SELECTED PASSAGE:
○ ○ ○ ○ ○

I resonate on the deepest of levels with this narrative. 
From the shared love of food to the volatile experiences I had with my own mother - trying to carve out my existence apart from her tutelage. But her truth remained a part of me, as it did then and now that is something I am so thankful for. Holding pieces of my mother and her story and her culture so closely to my own being, guides me. 
Grief - the way that Michelle personifies grief is real and raw and I felt it to my core. The extension of wonder mixed with the overbearance of 
debilitation, that is grief. How something so unraveling becomes something you learn to walk side by side with. 
Grief never leaves you, it grows with you. 
1 am someone who knows grief well. We often meet in random alley's of my own memories, some memories that warrants griefs presence, even extends an invitation and some that do not, yet grief greets me. We're accommodated to each others presence now, conversing naturally and letting memories take their course and present moments have their way with us both. I recently told a friend that it's been hard, this read. ...but also a good release of grief that sometimes get lost in the cracks of growth and healing. ironically, grief is as much a strength as it is a hinderance or painful reminder of what was and what is not.

○ ○ ○ ○ ○

LISTING:
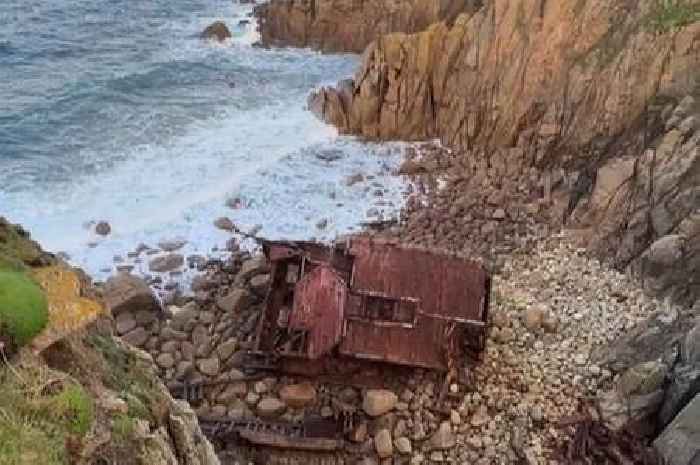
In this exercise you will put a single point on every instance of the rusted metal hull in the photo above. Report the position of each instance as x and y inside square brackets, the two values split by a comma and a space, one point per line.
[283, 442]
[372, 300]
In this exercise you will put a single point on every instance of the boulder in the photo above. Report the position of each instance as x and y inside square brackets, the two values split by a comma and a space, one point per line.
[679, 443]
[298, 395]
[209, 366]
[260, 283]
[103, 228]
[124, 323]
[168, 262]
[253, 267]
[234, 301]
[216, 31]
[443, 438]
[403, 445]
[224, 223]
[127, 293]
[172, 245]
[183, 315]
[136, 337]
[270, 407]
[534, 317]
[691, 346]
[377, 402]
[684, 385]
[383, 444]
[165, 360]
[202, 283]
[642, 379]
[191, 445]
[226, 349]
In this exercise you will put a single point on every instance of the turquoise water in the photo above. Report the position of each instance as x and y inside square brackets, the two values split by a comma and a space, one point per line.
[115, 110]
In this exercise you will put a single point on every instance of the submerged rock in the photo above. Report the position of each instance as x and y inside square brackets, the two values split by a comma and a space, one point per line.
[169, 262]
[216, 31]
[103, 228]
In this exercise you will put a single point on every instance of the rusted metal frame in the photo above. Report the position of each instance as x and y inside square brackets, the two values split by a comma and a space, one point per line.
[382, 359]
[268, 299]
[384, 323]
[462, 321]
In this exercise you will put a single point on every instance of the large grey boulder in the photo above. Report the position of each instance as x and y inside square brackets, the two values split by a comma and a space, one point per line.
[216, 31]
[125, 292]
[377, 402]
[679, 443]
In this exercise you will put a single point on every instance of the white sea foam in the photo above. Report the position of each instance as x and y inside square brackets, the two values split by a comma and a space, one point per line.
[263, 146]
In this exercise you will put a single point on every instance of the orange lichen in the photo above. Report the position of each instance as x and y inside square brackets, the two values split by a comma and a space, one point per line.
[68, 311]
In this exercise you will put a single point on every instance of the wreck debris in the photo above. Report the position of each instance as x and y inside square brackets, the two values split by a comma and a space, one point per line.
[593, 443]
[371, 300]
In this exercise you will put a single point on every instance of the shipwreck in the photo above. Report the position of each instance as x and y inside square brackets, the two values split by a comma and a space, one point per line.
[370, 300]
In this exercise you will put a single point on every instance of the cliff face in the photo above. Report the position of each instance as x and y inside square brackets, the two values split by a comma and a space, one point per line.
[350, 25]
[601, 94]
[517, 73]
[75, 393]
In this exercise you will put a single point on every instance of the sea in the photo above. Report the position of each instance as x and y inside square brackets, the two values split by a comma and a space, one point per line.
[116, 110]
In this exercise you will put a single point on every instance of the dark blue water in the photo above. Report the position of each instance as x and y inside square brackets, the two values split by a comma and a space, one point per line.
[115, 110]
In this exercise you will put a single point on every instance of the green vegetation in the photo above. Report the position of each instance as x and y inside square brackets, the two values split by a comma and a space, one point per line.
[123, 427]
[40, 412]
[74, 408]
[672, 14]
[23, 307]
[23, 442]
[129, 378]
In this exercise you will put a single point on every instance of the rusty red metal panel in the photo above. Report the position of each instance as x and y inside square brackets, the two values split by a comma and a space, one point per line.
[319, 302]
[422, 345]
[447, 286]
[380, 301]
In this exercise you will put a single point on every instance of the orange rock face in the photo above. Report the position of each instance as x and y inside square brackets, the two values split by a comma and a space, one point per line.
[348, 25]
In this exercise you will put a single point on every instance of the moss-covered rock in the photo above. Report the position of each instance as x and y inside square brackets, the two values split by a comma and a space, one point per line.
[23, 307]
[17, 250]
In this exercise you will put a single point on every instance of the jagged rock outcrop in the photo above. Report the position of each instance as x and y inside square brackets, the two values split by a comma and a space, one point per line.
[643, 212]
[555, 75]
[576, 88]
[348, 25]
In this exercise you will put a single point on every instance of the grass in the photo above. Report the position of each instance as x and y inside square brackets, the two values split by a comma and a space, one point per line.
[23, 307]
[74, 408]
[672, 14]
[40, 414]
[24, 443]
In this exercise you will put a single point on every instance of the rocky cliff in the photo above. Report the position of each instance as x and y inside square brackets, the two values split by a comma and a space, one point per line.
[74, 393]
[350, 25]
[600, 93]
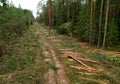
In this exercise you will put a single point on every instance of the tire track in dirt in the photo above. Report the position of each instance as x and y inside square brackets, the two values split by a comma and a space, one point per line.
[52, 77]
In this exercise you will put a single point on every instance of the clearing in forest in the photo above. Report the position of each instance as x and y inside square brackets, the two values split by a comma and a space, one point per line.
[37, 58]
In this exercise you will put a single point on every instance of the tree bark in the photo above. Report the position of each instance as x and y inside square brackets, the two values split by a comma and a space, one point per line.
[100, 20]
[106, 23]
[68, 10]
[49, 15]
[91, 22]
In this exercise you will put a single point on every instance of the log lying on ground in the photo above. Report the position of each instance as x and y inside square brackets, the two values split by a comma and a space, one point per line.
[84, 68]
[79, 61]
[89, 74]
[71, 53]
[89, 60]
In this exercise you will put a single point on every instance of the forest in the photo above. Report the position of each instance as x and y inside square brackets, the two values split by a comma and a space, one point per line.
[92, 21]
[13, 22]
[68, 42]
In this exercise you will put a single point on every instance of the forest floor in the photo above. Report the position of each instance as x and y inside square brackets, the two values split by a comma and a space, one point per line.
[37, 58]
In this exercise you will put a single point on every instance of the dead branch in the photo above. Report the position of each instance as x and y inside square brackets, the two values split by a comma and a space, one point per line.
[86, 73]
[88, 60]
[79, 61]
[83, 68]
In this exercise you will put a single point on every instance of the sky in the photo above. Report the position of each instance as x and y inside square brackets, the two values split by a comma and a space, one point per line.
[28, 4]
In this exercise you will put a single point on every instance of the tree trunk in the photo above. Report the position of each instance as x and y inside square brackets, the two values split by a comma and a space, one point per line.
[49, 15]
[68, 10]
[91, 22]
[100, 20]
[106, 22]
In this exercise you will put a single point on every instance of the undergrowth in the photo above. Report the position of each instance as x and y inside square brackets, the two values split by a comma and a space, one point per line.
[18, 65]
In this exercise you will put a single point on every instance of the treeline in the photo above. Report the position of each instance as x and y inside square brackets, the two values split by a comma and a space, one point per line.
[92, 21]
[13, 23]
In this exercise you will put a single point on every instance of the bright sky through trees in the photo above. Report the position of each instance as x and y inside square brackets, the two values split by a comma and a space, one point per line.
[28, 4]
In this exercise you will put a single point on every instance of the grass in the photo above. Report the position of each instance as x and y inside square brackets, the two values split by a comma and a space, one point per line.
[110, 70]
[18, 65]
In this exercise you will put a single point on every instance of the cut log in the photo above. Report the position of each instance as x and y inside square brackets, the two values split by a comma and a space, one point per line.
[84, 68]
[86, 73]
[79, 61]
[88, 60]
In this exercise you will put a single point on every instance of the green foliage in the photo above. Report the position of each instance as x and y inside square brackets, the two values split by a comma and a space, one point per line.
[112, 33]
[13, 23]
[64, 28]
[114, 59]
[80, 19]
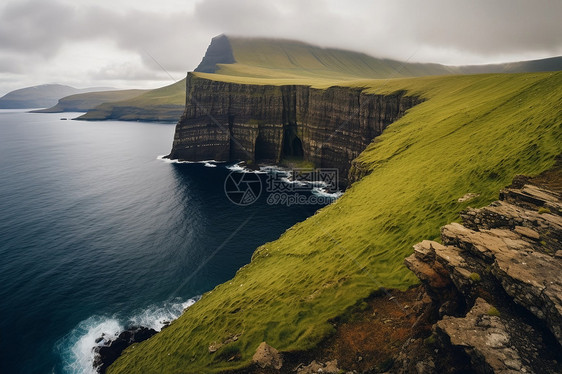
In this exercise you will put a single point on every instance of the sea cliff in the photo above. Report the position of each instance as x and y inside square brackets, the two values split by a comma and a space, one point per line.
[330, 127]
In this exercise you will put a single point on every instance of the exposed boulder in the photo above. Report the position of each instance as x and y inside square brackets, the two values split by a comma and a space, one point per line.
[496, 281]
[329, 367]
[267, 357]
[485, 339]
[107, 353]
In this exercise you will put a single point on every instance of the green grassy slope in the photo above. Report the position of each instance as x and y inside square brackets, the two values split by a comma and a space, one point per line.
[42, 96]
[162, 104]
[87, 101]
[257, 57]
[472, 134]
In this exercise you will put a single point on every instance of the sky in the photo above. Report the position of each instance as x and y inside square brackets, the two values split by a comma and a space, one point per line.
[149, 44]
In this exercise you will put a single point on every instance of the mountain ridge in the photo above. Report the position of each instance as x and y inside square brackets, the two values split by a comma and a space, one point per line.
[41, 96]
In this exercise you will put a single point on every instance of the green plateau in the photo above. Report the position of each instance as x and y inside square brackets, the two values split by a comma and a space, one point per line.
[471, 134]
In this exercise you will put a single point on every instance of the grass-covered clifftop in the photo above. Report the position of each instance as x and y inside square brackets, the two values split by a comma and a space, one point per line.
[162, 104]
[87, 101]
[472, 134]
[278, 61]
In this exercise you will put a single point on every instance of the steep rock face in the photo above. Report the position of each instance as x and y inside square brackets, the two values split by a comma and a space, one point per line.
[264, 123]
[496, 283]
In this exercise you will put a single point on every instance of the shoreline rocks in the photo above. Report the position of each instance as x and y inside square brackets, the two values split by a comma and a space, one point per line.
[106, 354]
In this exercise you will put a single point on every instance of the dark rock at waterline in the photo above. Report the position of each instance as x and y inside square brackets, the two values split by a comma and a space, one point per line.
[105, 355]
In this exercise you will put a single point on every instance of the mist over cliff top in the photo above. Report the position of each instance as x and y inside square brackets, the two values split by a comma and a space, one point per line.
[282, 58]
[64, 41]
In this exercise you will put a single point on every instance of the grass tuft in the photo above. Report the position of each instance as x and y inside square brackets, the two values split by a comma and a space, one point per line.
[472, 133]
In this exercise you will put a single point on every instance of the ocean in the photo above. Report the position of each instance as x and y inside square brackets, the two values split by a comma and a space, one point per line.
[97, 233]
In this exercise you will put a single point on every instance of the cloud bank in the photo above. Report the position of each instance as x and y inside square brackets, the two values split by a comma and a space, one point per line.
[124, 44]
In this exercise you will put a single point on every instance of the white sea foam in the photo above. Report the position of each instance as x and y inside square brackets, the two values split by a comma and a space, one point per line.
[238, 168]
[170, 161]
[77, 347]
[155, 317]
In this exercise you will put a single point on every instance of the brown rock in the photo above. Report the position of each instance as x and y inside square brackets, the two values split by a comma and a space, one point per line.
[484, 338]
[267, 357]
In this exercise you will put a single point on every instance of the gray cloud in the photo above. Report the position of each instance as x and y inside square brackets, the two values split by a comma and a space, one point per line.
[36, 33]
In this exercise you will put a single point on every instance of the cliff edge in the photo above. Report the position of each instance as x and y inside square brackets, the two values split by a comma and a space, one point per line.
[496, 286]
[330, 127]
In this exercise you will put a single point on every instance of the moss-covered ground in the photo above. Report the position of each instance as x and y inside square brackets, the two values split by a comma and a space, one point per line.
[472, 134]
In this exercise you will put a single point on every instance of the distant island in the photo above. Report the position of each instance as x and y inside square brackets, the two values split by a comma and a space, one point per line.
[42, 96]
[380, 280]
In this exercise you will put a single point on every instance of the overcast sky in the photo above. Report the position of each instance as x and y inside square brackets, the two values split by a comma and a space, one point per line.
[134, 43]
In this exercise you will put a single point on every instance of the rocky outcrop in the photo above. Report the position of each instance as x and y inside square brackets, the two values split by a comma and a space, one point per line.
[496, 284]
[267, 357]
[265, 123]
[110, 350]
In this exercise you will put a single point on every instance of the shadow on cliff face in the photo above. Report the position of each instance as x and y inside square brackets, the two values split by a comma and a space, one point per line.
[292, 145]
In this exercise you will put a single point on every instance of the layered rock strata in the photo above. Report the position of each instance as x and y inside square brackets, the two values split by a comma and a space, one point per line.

○ ○ ○ ○ ○

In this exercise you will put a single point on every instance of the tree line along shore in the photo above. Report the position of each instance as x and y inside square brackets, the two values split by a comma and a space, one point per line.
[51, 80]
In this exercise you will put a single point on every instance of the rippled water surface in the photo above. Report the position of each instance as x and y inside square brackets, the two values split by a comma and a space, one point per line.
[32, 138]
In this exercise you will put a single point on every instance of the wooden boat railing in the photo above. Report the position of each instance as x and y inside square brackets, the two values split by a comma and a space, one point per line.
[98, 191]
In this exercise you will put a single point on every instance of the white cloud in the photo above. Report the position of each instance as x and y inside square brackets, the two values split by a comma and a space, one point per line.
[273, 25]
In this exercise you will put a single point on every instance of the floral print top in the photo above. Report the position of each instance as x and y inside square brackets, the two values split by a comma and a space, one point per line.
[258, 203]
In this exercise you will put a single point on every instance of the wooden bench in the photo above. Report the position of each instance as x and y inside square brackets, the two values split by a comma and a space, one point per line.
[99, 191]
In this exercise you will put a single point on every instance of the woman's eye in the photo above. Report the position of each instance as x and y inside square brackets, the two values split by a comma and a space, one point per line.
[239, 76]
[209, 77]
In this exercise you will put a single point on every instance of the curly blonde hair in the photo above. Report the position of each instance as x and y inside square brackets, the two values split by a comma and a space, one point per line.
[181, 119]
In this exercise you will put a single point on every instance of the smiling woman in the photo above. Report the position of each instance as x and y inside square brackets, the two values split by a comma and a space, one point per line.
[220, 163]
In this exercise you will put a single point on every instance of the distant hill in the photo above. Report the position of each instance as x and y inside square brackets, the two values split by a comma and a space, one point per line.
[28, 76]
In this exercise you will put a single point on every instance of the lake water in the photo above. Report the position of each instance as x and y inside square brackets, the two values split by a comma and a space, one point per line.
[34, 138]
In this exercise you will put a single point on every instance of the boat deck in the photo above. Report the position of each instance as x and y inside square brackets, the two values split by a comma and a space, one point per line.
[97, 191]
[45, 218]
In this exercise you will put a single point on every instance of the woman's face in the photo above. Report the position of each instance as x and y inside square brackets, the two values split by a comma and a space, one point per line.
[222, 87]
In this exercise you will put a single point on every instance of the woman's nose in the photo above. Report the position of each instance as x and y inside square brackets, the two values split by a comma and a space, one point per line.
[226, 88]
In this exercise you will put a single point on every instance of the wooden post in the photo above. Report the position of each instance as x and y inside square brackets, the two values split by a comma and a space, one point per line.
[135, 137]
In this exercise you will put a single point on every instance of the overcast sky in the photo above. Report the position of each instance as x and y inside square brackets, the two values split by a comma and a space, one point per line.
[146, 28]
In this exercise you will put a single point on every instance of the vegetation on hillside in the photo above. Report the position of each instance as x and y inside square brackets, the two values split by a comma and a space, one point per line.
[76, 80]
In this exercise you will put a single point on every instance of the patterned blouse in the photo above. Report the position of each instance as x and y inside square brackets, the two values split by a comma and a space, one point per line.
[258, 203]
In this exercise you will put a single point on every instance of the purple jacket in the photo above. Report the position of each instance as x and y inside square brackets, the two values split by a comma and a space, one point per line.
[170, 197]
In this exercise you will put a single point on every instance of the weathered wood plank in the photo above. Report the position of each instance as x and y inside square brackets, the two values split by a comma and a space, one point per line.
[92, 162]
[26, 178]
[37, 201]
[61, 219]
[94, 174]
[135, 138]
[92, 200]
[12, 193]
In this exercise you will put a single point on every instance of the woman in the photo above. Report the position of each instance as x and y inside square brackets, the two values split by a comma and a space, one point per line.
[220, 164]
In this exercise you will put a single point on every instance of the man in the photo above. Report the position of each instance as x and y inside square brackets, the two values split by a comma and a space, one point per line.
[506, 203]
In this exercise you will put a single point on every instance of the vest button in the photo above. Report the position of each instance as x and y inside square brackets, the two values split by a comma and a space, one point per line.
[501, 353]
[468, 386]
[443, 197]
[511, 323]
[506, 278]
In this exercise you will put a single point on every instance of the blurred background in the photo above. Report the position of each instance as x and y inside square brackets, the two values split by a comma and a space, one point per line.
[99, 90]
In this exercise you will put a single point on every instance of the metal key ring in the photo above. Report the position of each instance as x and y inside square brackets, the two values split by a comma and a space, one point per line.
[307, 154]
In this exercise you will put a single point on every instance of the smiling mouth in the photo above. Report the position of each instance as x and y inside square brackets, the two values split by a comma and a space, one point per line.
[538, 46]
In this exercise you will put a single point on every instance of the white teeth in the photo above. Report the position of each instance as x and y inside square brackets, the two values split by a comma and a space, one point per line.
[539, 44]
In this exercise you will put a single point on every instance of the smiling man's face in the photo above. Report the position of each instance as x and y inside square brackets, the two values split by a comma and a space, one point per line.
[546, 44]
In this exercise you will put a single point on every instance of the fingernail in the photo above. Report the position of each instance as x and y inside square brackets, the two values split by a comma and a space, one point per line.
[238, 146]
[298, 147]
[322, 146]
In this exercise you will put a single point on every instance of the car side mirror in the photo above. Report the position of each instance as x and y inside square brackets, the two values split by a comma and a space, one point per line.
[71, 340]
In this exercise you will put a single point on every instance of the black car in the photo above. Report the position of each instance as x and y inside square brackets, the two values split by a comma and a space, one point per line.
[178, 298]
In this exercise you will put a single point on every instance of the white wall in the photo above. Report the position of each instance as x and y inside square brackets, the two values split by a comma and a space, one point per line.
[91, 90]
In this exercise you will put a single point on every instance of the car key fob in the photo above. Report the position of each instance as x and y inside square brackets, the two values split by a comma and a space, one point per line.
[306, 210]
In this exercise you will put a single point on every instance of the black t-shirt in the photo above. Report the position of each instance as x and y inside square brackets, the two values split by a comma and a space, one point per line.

○ ○ ○ ○ ○

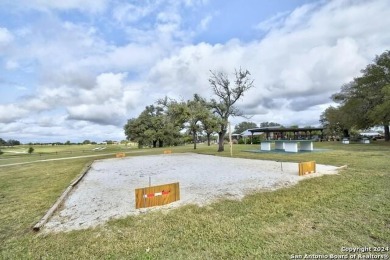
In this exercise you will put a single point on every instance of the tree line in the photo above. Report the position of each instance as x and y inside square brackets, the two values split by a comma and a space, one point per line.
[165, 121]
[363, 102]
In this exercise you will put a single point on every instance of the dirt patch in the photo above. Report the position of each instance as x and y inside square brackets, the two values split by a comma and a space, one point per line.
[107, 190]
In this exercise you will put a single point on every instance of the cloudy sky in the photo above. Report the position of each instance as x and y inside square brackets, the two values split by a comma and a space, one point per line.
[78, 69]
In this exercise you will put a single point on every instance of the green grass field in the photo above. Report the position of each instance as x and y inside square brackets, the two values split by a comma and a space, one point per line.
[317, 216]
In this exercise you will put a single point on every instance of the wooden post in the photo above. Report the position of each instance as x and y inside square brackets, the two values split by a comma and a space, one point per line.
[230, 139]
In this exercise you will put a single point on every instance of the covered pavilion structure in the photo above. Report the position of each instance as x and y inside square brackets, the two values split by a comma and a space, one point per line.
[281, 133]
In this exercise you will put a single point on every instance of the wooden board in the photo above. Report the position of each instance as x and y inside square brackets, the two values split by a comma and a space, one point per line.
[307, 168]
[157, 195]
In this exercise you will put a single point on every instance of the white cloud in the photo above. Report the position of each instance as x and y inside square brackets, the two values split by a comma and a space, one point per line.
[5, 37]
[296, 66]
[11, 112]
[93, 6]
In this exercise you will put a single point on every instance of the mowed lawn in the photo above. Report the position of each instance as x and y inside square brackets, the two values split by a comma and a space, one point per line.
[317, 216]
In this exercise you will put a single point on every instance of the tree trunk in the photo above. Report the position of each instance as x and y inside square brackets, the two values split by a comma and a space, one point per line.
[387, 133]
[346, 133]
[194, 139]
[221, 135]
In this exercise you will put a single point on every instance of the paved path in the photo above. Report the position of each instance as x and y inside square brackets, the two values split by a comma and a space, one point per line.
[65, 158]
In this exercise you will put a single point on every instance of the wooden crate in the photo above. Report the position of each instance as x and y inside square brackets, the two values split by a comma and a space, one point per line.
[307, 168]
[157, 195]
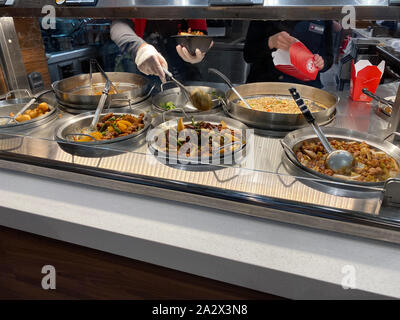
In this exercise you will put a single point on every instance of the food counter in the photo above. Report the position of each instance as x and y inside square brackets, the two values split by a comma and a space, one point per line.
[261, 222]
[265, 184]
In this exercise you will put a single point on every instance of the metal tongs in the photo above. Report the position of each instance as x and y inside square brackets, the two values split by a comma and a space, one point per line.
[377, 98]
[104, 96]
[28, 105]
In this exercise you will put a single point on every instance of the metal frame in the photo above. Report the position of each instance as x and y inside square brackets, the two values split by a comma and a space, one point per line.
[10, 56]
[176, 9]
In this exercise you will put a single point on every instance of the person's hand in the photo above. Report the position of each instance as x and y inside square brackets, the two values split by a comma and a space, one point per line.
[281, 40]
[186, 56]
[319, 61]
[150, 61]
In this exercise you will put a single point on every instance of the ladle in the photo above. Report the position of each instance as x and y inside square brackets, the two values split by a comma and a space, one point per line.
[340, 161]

○ ○ ○ ○ ○

DIRECTIONS:
[1] For each statement about the reflection on grief, say yes or no depending on whether it agrees with the text, and quote the words that decide it. (a) Grief grows with you. (b) The writer told a friend the read had been easy. (c) Grief is described as as much a strength as a hindrance.
[2] Please write out the reflection on grief between "From the shared" and "by side with.", inclusive.
The data isn't needed here.

WRITTEN RESPONSES:
[1]
(a) Yes: "Grief never leaves you, it grows with you."
(b) No: "I recently told a friend that it's been hard, this read."
(c) Yes: "ironically, grief is as much a strength as it is a hinderance"

[2]
From the shared love of food to the volatile experiences I had with my own mother - trying to carve out my existence apart from her tutelage. But her truth remained a part of me, as it did then and now that is something I am so thankful for. Holding pieces of my mother and her story and her culture so closely to my own being, guides me. 
Grief - the way that Michelle personifies grief is real and raw and I felt it to my core. The extension of wonder mixed with the overbearance of 
debilitation, that is grief. How something so unraveling becomes something you learn to walk side by side with.